[Dataset records — start]

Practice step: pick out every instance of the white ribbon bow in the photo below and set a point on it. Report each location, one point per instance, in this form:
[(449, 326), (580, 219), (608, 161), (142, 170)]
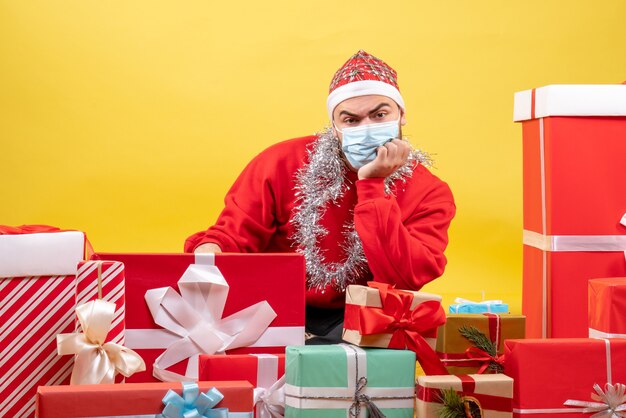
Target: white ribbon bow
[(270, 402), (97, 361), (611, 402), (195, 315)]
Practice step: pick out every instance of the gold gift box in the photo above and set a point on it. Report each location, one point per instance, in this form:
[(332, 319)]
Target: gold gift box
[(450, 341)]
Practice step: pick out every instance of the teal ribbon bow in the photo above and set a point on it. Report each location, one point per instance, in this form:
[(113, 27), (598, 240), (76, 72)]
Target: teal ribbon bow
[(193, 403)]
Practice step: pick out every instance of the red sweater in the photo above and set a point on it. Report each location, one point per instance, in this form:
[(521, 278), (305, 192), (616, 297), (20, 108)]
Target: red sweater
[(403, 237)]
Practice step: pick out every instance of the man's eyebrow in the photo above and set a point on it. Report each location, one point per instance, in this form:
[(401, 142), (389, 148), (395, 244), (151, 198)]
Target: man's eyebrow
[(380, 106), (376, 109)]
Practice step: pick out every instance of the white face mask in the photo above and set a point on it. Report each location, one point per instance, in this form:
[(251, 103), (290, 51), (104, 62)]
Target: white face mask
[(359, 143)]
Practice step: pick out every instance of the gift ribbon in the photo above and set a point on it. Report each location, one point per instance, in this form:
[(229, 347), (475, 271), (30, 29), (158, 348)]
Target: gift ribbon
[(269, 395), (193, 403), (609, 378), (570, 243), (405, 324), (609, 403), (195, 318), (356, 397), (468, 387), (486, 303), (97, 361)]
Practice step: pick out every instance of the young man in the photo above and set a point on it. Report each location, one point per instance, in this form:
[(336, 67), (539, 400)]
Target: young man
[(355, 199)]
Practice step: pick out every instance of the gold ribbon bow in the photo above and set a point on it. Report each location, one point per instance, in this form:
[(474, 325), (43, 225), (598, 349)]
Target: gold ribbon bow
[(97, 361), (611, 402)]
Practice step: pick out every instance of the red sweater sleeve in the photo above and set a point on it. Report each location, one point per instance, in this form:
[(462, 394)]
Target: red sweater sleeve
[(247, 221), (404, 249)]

[Dataset records — finish]
[Dataset records — start]

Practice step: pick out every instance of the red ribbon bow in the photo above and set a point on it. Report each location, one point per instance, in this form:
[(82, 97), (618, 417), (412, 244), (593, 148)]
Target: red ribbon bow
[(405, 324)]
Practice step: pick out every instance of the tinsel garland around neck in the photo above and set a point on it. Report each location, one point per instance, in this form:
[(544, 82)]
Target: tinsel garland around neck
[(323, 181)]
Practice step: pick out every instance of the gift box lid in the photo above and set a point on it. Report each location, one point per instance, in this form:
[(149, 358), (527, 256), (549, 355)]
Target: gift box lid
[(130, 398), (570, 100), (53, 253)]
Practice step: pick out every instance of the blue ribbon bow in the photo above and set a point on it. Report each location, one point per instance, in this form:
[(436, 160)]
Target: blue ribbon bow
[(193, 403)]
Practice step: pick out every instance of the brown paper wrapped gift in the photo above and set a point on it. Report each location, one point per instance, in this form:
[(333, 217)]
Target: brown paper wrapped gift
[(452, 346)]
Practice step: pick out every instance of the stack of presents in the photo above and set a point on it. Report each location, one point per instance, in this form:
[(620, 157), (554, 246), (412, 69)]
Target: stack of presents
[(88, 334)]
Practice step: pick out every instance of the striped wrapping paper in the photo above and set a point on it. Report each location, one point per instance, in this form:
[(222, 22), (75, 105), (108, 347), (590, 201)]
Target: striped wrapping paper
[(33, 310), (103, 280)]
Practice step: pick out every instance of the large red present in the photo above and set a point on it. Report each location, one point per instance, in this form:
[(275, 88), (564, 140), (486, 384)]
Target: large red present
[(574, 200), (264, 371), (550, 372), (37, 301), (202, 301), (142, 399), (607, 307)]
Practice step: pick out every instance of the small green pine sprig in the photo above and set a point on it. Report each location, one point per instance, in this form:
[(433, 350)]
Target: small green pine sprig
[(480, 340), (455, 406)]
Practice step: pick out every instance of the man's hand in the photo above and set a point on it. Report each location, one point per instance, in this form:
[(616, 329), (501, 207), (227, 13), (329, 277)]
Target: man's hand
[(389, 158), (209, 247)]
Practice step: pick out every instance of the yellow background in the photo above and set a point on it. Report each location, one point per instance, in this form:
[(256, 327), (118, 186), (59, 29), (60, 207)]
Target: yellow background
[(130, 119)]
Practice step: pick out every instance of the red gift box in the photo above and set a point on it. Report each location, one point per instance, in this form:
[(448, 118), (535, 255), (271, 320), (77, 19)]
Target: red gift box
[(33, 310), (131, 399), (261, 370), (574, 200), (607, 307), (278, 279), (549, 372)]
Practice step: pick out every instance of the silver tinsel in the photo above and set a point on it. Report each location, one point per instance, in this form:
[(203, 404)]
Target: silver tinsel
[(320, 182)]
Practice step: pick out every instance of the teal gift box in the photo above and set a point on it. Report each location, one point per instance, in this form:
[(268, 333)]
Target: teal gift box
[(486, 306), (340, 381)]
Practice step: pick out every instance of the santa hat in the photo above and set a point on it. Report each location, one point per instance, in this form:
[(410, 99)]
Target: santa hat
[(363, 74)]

[Dataset records — finish]

▶ **What you have to do**
Of the entries above, transcribe exactly those lines that fall between the line containing "Practice step: pick out every instance of the teal ribbon" and the line containing "Practice step: pick out every instance of the white face", together with those two lines.

▶ **Answer to the problem**
Practice step: pick out every instance of the teal ribbon bow in the photo above and set a point on it. Report each location, one point per instance, in this form:
[(113, 27), (598, 240), (76, 72)]
Target: teal ribbon bow
[(193, 403)]
Practice step: pick out every instance of the red sweater in the photo above and set a point on it. Report each location, one point per instance, in this form:
[(521, 278), (305, 192), (616, 297), (20, 108)]
Target: red sweater
[(403, 237)]
Practice step: pick out every instance of the man's eyebrow in the photo above and set a point on it. Report each location, one point per instance, in this form:
[(401, 142), (389, 148), (395, 244), (151, 198)]
Target: man's eyebrow
[(380, 106), (376, 109)]
Practice step: pick out every instance of the white face mask in the photo above and set a point on it. Report each location, one point per instance, in this form:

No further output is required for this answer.